Gather each line in the records below that contains the word "negative", and copy every such line in full.

Given data:
···
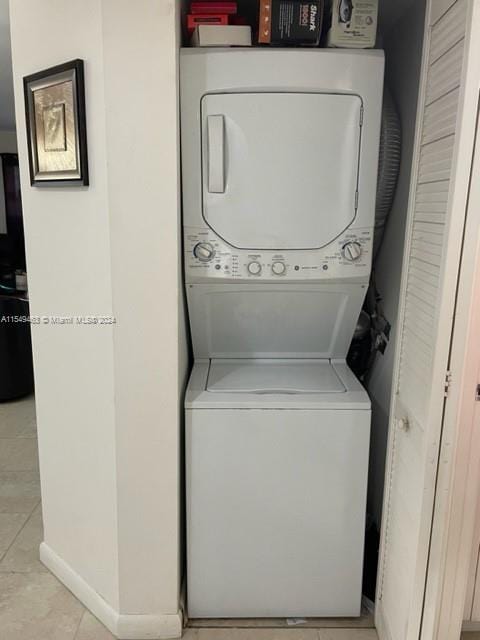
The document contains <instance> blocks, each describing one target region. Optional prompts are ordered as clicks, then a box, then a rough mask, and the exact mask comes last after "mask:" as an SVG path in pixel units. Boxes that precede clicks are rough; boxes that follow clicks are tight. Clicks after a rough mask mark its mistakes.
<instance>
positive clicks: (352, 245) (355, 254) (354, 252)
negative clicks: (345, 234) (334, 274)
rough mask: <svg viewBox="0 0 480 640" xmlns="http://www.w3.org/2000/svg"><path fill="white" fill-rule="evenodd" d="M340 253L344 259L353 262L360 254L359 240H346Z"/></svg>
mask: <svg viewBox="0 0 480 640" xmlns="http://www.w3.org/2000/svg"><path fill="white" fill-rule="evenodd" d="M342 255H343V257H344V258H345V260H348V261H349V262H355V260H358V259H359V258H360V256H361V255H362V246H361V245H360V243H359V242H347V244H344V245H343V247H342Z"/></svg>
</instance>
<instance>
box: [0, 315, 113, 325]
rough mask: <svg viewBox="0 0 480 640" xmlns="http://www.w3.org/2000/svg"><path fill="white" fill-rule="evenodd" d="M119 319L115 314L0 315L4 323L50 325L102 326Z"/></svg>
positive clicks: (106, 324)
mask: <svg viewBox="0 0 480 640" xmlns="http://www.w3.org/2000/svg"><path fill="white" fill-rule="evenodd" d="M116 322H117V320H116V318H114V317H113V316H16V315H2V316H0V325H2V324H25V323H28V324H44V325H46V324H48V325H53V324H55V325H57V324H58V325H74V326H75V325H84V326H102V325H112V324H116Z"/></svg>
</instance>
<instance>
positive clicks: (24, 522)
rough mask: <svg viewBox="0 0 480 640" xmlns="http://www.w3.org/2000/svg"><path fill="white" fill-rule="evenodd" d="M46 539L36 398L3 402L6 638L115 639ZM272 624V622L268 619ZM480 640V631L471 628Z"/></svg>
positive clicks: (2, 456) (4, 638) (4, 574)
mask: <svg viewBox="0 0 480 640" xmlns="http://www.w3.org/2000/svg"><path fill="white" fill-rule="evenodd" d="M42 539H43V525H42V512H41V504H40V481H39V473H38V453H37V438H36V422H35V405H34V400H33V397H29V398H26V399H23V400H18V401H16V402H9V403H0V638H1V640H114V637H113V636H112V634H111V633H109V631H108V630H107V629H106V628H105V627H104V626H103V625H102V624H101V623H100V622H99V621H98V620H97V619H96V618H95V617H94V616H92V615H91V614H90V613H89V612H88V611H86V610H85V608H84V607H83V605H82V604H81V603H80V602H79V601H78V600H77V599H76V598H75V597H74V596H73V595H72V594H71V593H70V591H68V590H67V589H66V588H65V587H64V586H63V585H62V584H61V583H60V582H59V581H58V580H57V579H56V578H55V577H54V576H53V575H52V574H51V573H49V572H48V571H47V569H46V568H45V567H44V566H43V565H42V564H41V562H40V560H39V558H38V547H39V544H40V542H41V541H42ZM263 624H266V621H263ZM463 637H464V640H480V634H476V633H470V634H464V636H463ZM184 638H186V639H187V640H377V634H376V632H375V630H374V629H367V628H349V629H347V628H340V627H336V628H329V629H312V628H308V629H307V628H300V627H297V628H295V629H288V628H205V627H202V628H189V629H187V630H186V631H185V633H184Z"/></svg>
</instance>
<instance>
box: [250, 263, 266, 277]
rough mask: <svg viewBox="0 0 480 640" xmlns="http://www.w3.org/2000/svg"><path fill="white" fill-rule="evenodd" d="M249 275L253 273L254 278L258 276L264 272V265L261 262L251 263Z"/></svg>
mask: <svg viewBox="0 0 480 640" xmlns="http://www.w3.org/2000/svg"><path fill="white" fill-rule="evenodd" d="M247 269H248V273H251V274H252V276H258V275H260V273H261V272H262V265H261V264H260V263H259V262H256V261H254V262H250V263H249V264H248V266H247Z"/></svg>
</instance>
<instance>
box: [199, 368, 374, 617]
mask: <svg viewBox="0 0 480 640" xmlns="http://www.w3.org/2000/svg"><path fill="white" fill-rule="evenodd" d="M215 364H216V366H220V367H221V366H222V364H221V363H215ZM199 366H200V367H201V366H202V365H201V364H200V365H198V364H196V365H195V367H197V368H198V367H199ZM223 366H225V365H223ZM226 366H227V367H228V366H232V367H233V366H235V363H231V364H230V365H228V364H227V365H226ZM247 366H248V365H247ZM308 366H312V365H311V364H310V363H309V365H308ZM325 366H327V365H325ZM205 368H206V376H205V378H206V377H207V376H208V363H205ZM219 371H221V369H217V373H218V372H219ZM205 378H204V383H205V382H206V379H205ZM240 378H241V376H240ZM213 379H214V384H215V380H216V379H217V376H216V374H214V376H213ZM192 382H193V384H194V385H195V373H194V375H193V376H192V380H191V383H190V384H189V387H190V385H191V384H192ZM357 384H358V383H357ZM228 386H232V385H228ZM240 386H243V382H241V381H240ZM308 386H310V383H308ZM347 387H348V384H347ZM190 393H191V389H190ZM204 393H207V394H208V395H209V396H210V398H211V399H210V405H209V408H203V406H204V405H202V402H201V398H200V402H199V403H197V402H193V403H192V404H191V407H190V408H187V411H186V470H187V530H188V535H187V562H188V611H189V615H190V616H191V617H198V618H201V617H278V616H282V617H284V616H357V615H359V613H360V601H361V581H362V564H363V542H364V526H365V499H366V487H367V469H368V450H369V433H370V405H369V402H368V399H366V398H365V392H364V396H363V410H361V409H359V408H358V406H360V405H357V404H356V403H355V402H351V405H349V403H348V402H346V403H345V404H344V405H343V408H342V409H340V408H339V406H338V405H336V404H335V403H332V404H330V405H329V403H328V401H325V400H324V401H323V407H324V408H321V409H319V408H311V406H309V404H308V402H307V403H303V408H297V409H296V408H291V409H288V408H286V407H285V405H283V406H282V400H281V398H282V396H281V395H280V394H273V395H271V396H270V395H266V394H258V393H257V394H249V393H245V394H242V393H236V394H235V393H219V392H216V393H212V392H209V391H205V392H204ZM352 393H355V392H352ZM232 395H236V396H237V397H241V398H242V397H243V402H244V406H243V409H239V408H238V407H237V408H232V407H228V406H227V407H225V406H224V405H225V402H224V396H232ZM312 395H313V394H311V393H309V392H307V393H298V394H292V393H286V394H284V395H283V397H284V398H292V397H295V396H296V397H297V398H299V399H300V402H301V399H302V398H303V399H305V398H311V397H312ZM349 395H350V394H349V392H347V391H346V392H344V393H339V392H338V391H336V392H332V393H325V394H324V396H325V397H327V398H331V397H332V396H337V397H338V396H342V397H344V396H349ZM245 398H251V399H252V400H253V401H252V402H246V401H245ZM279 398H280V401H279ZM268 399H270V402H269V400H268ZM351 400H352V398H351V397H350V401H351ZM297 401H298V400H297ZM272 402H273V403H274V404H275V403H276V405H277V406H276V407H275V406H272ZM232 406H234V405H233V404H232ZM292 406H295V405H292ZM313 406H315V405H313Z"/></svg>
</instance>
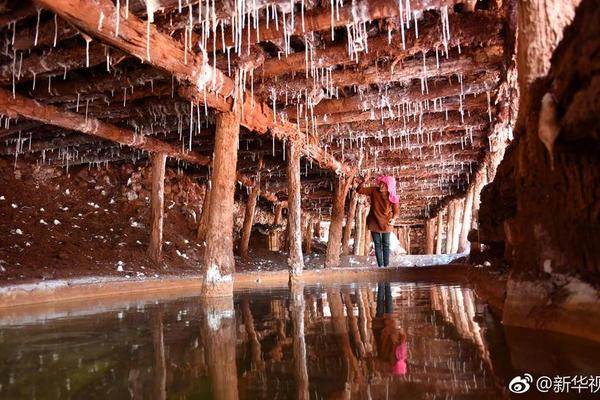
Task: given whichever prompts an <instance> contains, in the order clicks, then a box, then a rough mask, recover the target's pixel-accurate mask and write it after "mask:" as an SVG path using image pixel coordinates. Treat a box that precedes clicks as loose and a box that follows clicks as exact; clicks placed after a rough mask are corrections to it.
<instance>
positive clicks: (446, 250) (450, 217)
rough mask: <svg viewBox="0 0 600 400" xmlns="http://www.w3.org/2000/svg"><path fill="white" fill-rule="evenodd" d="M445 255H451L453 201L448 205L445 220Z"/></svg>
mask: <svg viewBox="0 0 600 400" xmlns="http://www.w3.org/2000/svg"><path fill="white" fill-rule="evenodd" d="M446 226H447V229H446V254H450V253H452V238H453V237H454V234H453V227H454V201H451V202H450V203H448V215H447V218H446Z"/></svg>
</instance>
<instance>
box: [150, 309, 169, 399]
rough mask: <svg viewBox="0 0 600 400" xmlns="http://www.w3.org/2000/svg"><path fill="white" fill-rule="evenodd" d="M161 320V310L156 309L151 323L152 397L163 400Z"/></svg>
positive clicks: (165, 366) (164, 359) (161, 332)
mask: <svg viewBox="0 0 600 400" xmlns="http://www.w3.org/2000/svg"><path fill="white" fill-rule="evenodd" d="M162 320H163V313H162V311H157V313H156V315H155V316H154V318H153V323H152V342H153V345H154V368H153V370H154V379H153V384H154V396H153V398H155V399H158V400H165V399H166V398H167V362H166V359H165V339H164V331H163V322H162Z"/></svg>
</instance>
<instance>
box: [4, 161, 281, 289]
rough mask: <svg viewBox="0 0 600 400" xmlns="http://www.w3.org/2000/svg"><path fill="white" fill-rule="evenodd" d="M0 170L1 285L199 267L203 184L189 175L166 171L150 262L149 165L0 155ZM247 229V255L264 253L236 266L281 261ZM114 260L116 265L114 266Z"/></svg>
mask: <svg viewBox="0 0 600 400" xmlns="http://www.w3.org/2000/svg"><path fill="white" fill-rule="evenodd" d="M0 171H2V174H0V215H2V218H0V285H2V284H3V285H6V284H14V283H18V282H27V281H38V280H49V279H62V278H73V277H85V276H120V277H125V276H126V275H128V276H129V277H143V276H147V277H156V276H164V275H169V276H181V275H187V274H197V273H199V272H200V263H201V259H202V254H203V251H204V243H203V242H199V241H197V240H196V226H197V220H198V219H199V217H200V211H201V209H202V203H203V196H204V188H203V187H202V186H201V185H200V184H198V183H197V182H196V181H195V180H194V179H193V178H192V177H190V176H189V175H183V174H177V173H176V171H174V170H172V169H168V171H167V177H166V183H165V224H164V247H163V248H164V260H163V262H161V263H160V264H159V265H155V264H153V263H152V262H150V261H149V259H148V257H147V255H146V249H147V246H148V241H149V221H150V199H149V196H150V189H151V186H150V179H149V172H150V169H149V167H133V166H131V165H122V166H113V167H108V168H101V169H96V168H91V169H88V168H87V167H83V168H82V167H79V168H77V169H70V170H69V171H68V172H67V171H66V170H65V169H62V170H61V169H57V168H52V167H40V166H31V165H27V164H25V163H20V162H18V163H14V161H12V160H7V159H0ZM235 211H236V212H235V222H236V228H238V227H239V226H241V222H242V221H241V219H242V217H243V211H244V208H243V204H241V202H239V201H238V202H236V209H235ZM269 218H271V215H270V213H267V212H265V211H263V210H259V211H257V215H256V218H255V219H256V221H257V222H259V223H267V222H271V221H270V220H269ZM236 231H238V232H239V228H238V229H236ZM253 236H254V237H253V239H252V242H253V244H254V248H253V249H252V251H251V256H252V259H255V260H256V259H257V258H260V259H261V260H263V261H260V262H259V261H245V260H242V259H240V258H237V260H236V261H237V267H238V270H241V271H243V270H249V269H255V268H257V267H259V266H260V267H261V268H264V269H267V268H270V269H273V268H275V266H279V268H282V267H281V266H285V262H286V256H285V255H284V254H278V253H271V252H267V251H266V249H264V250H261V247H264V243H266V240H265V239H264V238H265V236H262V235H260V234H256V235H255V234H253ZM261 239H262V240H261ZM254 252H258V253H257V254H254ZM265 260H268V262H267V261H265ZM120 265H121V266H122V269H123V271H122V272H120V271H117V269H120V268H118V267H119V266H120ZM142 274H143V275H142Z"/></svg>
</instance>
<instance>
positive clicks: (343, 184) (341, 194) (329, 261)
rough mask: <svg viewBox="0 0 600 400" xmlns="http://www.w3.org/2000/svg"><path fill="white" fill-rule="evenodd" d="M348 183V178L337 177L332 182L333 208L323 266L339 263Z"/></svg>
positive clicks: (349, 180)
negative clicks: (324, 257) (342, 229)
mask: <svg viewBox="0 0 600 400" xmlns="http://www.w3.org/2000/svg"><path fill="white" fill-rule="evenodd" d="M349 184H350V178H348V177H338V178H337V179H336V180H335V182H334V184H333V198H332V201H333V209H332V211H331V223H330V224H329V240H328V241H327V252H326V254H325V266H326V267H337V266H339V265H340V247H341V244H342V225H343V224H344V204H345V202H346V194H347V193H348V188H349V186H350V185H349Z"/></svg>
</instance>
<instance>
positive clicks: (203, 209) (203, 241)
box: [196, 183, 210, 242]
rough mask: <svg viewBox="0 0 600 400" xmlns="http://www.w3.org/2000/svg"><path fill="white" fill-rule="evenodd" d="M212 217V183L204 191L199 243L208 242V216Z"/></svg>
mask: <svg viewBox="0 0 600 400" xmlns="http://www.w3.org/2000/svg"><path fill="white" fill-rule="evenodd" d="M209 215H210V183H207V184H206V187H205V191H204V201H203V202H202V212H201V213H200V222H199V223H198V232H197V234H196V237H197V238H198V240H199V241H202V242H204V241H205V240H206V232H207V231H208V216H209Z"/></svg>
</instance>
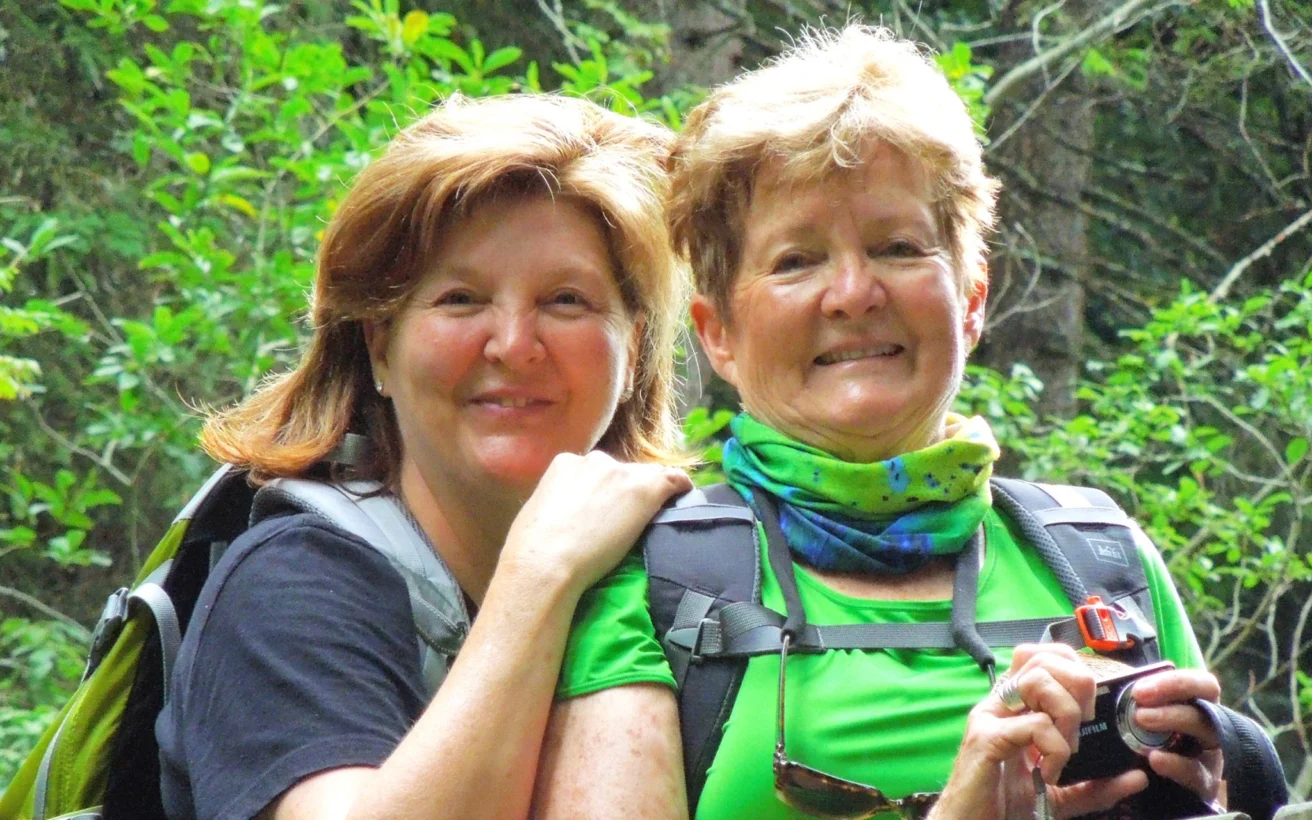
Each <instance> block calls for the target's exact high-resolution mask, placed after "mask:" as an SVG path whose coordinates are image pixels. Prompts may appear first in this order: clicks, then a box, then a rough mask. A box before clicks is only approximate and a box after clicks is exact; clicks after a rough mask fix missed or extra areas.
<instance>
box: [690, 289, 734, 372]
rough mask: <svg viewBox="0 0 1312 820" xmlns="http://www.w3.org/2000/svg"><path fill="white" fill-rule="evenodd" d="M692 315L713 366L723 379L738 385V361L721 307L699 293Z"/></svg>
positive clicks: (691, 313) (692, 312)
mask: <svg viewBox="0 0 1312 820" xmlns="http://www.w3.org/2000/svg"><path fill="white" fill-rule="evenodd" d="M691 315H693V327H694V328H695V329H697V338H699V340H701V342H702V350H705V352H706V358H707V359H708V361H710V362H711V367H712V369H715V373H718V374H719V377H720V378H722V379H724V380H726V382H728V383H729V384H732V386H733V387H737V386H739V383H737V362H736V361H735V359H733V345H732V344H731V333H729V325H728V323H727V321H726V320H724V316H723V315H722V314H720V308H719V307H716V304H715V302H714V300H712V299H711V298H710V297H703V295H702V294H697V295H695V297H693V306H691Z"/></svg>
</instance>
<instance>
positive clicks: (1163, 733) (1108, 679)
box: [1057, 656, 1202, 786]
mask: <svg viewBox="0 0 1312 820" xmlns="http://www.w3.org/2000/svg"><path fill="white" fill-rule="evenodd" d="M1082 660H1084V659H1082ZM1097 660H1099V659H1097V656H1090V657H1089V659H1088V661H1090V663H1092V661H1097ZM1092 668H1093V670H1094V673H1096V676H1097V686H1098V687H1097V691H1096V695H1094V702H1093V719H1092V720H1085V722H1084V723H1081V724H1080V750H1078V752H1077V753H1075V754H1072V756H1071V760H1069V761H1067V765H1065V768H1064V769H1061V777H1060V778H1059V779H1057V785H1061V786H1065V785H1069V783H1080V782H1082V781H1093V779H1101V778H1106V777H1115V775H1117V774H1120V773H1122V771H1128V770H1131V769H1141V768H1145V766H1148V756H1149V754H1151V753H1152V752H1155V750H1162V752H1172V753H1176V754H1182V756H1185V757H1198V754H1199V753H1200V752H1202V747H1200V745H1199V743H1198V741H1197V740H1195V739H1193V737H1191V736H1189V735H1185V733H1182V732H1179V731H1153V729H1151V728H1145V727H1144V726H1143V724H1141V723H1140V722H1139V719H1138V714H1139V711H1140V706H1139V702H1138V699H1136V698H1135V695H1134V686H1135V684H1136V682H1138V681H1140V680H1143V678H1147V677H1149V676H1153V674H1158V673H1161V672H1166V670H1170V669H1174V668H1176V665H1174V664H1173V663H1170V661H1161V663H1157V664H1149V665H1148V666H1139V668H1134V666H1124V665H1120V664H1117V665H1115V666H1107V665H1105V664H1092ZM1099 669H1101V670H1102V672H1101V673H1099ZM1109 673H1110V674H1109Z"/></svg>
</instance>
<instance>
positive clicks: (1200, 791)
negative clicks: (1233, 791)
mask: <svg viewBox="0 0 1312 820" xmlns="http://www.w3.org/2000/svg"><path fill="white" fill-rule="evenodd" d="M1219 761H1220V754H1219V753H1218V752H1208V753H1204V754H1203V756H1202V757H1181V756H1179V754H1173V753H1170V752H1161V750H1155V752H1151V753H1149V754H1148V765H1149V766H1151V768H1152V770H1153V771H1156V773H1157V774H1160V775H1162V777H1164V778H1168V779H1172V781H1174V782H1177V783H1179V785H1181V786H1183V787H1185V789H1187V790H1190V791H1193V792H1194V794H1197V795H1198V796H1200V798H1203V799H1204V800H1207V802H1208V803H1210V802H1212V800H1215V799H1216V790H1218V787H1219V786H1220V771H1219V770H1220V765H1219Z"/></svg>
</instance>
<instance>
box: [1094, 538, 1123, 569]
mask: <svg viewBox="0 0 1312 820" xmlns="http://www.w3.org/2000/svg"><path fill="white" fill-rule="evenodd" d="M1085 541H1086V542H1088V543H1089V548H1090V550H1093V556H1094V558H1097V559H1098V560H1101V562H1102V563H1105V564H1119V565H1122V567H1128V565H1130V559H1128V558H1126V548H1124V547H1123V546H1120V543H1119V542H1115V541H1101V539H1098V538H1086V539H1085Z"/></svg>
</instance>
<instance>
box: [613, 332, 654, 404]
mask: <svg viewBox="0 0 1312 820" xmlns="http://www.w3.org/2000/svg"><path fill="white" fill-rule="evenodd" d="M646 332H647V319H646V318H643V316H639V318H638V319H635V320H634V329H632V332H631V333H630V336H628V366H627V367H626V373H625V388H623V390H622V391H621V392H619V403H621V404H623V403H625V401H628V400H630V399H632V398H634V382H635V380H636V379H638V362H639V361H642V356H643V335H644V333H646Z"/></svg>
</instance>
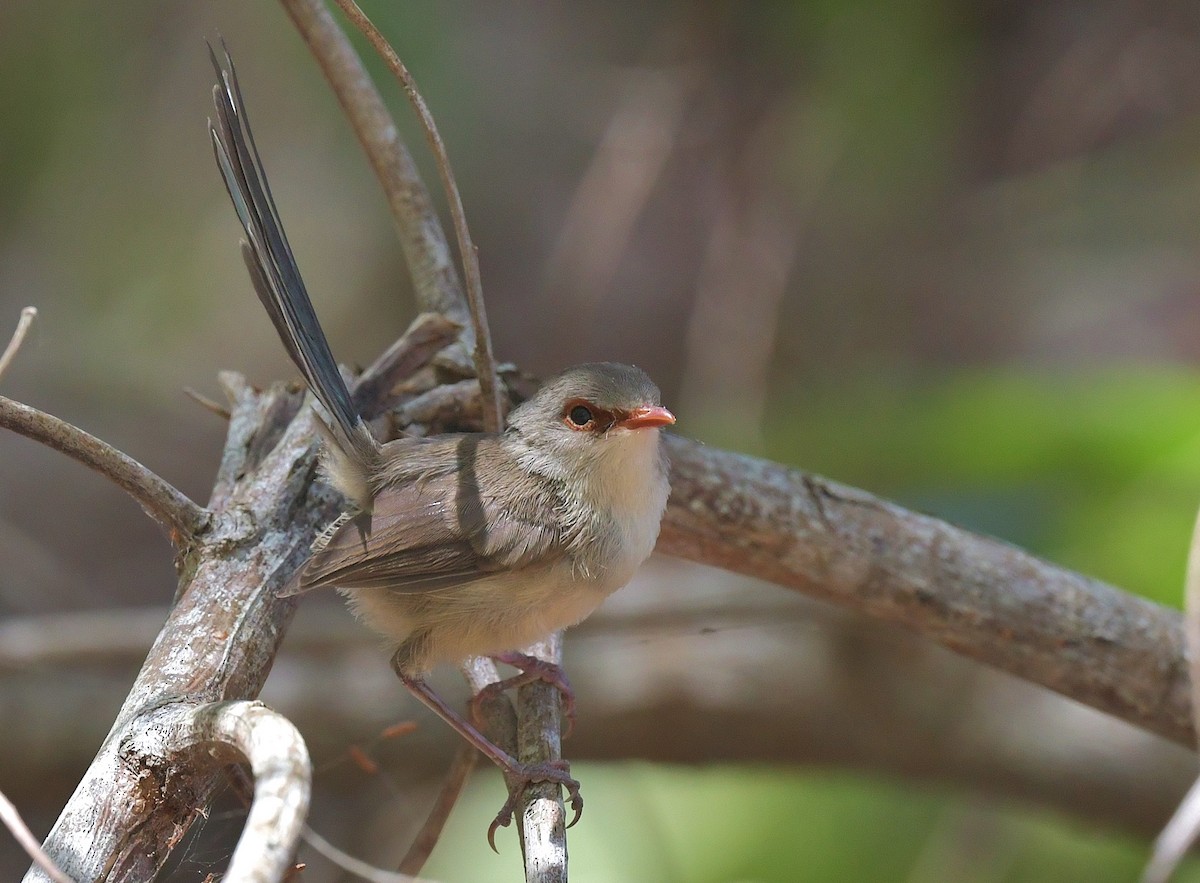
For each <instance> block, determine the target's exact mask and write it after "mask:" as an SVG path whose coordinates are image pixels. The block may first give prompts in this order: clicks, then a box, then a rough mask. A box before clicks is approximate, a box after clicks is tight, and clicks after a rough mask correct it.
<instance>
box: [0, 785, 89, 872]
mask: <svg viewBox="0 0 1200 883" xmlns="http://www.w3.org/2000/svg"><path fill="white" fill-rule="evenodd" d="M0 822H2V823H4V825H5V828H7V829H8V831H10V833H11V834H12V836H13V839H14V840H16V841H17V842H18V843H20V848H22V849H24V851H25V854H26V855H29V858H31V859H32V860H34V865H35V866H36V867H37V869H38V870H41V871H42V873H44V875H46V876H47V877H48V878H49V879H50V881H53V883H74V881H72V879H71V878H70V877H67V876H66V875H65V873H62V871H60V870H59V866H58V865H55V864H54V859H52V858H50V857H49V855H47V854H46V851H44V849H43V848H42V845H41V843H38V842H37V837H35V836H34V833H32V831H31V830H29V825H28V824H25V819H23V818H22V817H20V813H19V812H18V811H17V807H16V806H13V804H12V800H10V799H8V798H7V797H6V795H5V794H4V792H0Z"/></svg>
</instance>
···
Output:
negative clicks: (345, 234) (334, 274)
negative clicks: (324, 257) (342, 229)
negative clicks: (1233, 791)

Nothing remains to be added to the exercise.